### Mask labeling examples
------------------------------------------------------------------------
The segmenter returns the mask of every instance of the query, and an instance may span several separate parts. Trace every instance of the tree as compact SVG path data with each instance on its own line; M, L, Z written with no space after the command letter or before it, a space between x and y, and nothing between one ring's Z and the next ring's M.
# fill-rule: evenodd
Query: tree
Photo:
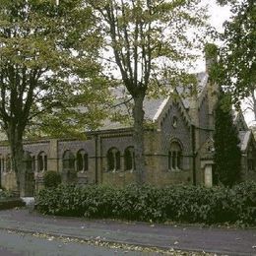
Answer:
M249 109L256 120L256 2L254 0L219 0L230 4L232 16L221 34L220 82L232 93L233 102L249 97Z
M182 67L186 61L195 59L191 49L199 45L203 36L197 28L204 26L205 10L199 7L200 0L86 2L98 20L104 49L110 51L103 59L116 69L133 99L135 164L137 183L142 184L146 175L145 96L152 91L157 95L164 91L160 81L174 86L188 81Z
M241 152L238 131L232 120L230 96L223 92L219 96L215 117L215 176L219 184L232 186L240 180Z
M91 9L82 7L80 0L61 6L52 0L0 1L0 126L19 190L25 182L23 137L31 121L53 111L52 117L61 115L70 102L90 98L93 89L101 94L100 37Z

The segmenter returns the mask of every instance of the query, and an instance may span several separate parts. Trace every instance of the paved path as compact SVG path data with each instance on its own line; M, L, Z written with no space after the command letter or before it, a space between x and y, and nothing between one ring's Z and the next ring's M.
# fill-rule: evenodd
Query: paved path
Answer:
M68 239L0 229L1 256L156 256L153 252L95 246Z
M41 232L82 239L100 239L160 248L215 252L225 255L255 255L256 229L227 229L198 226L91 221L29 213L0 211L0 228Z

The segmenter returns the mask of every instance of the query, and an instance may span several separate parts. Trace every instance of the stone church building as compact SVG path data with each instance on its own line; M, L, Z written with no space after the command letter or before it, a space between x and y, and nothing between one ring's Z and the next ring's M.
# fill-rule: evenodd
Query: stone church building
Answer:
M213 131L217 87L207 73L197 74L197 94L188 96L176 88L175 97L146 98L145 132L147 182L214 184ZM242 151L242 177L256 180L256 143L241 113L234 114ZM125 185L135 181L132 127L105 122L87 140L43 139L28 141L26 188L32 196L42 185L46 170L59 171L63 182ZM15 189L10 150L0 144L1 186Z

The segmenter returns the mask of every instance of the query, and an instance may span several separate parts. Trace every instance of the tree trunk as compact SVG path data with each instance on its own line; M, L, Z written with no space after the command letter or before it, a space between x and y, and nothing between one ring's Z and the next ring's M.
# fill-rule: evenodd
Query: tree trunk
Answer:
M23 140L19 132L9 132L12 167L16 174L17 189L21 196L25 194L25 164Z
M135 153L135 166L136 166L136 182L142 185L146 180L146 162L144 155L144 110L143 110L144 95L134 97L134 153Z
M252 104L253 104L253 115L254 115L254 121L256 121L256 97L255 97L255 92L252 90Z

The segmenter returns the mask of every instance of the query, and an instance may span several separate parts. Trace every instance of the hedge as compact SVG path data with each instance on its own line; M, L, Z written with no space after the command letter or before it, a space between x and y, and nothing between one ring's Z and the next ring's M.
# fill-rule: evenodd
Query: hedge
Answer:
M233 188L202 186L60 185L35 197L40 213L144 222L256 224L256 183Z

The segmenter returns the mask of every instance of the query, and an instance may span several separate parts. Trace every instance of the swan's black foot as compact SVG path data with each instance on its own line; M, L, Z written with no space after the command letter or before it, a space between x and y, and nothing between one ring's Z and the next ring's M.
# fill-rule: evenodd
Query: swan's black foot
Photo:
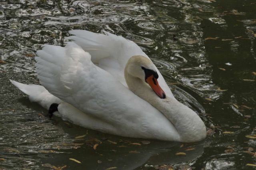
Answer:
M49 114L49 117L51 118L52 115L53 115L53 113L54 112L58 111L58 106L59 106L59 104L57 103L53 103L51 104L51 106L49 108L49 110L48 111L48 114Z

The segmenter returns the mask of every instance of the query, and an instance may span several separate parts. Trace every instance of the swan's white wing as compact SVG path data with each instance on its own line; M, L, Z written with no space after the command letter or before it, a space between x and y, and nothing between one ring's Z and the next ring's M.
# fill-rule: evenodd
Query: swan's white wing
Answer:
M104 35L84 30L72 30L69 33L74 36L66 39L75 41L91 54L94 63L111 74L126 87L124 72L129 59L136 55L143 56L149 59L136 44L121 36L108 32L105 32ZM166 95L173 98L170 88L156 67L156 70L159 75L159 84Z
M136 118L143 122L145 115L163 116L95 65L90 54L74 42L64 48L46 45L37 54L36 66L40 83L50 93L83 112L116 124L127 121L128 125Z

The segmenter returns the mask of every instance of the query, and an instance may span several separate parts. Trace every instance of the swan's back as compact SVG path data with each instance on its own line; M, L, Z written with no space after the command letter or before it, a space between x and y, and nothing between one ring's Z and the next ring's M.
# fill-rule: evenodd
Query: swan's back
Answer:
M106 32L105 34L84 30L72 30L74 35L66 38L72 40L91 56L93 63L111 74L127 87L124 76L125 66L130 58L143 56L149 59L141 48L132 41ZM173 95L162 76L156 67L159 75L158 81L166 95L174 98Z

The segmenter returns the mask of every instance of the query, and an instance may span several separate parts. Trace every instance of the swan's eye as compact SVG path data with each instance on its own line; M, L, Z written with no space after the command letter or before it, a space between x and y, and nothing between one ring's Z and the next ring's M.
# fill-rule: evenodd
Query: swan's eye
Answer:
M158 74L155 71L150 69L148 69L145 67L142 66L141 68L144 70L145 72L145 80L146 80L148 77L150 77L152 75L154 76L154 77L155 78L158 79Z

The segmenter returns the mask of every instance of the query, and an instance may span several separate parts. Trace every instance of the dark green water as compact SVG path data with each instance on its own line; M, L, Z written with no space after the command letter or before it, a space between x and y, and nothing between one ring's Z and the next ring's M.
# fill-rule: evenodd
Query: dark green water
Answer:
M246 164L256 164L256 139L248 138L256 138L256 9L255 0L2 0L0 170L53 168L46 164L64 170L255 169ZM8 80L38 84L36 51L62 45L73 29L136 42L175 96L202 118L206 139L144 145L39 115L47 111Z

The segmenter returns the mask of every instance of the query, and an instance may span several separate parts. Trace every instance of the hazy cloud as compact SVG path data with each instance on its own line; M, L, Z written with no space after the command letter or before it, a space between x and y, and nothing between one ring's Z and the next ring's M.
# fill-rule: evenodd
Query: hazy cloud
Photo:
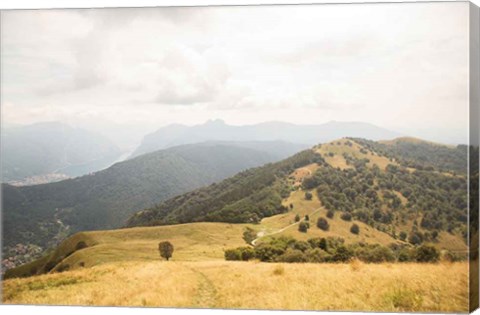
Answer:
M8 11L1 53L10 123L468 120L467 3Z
------------------------------------------------------------------------
### Do this
Pull out each line of the records that contains the string "building", treating uppercase and lowercase letters as different.

### Written solution
The segmenter returns the mask of every instance of the query, and an instance may span several separate parts. Trace every instance of the stone church building as compact SVG path data with each instance on its own line; M, L, Z written with no space after the command letter or before it, a space between x and y, and nothing between one ring's Z and the next ring's M.
Query: stone church building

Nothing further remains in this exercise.